### Work order 1:
Write out the essay on muscle dysmorphia word for word, from "However, recent events" to "sparse academic literature.".
### Work order 2:
In the essay on muscle dysmorphia, what was the name of the final-year undergrad course that the writer calls life-changing?

### Exercise passage:
··········

Why isn’t overeating an eating disorder?

My very first peer-reviewed manuscript was back in the early 2000’s, and wasn’t a study. It was a discussion paper comparing anorexia nervosa to a new proposed psychiatric disorder which was to be named, “Muscle Dysmorphia”. This proposed disorder was popularized by the book, “The Adonis Complex” in which the authors suggested that an emergent pattern of disordered thinking was becoming more prevalent amongst men. This disordered thinking was defined as the preoccupation that one was not muscular enough, and manifested itself in obsessive-compulsive-like behaviour (e.g. compulsion to go to the gym, or significant distress when one was not able to go to the gym) as well as possible self-harming behaviours, such as not participating in social activities because of one’s workout or diet routine, or use of anabolic or other performance-enhancing drugs for the purposes of getting more muscular (I’m not going to debate whether taking anabolic steroids is considered “self-harm” behaviour; it is, however, an example of such in the proposed criteria.)

My position on the proposed “Muscle Dysmorphia” remains unchanged. I do not feel it belongs in the DSM in its current state, largely due to the subjective criteria for its proposed diagnostic criteria, which depends entirely on whether the diagnostician feels the patient is already “muscular enough”.

However, recent events got me thinking back to my original manuscript. I had originally written the first incarnation of the paper in my undergrad when I took a life-changing course in my final year entitled, “Critical Issues in Medical Epistemology” in which we examined the social construction of disease from a historical point of view. At the time, the first papers on “muscle dysmorphia” had not yet been written, so I had written about what I also thought was an emerging phenomenon which had casually been referred to as “biggerexia”, or “reverse anorexia” in some of the popular and sparse academic literature.

··········

### Data excerpts:

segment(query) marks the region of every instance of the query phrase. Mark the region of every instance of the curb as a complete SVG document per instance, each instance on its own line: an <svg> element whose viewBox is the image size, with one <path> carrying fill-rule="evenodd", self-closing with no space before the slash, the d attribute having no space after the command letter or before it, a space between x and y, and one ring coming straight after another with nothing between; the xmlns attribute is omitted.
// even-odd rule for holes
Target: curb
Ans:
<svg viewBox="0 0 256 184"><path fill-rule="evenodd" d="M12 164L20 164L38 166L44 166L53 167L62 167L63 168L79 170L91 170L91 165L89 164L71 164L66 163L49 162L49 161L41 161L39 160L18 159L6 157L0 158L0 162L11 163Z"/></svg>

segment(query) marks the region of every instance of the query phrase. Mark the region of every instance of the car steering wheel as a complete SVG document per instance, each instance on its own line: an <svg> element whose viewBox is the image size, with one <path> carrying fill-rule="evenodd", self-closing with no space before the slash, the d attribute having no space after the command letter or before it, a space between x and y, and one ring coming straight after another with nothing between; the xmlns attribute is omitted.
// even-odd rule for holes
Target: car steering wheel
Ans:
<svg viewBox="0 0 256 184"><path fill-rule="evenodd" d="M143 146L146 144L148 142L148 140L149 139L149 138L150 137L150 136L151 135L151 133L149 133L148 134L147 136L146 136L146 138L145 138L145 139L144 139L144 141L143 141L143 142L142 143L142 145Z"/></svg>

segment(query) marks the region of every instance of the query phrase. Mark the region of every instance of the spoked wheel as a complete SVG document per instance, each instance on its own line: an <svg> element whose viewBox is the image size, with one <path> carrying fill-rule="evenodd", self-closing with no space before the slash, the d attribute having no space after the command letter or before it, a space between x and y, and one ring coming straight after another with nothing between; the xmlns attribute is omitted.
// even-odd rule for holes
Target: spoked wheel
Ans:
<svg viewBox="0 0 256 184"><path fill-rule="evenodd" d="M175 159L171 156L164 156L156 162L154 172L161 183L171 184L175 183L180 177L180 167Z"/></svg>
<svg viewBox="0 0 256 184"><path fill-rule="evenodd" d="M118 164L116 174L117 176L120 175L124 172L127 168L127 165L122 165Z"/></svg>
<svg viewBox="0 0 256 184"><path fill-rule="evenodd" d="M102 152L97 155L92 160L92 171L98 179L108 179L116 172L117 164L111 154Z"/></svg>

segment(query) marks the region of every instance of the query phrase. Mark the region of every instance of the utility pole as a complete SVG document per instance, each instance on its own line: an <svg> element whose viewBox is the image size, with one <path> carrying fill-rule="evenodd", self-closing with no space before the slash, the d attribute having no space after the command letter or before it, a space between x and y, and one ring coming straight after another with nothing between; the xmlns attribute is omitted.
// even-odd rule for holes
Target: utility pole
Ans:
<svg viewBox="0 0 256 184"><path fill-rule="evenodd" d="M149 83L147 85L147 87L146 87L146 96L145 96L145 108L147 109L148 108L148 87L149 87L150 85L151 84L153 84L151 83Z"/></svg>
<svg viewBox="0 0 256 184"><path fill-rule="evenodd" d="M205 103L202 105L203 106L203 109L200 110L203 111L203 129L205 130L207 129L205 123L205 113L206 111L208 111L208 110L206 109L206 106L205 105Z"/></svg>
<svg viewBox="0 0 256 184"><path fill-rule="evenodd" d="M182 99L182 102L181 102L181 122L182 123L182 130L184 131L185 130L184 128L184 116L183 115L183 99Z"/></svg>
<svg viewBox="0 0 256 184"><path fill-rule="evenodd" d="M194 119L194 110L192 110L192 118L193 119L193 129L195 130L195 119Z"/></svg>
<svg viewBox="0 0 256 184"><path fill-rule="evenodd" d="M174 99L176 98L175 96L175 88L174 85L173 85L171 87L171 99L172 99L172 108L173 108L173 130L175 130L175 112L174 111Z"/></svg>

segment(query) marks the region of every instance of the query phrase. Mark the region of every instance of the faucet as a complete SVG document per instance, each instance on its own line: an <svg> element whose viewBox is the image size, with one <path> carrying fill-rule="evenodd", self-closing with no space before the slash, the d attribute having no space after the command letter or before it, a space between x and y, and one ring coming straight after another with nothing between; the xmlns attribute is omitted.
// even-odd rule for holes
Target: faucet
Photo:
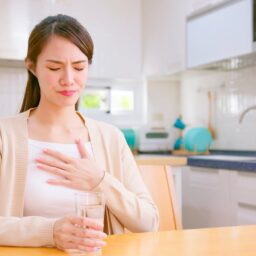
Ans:
<svg viewBox="0 0 256 256"><path fill-rule="evenodd" d="M255 106L251 106L251 107L248 107L246 108L241 114L240 114L240 117L239 117L239 123L241 124L245 115L251 111L251 110L256 110L256 105Z"/></svg>

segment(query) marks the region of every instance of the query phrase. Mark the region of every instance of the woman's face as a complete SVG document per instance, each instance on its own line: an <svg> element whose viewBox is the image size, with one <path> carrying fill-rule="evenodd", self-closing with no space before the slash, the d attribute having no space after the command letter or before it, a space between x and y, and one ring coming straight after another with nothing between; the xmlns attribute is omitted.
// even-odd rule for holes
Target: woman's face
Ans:
<svg viewBox="0 0 256 256"><path fill-rule="evenodd" d="M34 74L40 90L40 104L73 106L88 77L88 58L72 42L52 36L37 58Z"/></svg>

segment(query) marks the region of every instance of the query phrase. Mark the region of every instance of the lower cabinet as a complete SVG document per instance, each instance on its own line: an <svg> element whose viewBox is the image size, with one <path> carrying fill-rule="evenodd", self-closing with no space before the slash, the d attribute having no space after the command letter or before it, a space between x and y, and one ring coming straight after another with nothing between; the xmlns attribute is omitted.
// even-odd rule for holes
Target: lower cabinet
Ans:
<svg viewBox="0 0 256 256"><path fill-rule="evenodd" d="M182 220L183 228L256 224L256 173L184 168Z"/></svg>

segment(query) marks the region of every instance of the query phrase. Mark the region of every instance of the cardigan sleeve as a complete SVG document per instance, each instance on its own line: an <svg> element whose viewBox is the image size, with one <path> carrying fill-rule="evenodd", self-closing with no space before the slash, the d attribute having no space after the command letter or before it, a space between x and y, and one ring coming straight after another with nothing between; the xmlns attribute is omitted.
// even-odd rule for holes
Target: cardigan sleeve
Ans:
<svg viewBox="0 0 256 256"><path fill-rule="evenodd" d="M2 152L3 142L0 126L0 177L2 172ZM7 205L10 204L7 202ZM6 204L2 204L0 201L1 212L5 207L7 207ZM54 246L53 226L56 219L39 216L11 217L8 216L8 211L5 212L4 216L0 216L0 246Z"/></svg>
<svg viewBox="0 0 256 256"><path fill-rule="evenodd" d="M39 216L0 217L0 245L52 247L55 221Z"/></svg>
<svg viewBox="0 0 256 256"><path fill-rule="evenodd" d="M132 232L157 231L158 209L141 178L140 171L122 134L119 134L122 181L106 173L100 188L112 214Z"/></svg>

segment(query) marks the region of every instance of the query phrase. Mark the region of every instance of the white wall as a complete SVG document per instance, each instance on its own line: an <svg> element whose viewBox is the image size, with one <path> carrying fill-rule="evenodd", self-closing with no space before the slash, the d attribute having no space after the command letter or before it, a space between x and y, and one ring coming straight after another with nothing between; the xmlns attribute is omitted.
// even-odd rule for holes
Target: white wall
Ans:
<svg viewBox="0 0 256 256"><path fill-rule="evenodd" d="M147 126L164 127L171 133L172 143L178 137L173 128L180 114L180 84L168 79L147 81Z"/></svg>
<svg viewBox="0 0 256 256"><path fill-rule="evenodd" d="M26 80L25 69L0 67L0 117L19 112Z"/></svg>
<svg viewBox="0 0 256 256"><path fill-rule="evenodd" d="M215 149L256 150L256 111L243 122L239 116L247 107L256 105L256 67L239 71L196 73L181 84L181 112L188 125L208 123L207 92L212 90Z"/></svg>

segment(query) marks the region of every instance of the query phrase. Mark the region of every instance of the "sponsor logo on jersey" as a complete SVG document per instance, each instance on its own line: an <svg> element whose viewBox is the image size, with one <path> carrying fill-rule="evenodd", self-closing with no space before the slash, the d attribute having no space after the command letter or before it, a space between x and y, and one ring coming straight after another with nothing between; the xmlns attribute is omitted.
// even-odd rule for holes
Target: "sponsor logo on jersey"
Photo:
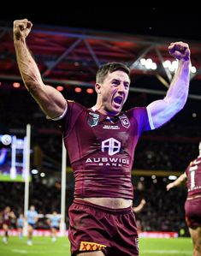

··········

### Task solution 1:
However, recent events got me thinking back to my original manuscript. I had originally written the first incarnation of the paper in my undergrad when I took a life-changing course in my final year entitled, “Critical Issues in Medical Epistemology” in which we examined the social construction of disease from a historical point of view. At the time, the first papers on “muscle dysmorphia” had not yet been written, so I had written about what I also thought was an emerging phenomenon which had casually been referred to as “biggerexia”, or “reverse anorexia” in some of the popular and sparse academic literature.

### Task solution 2:
"Critical Issues in Medical Epistemology"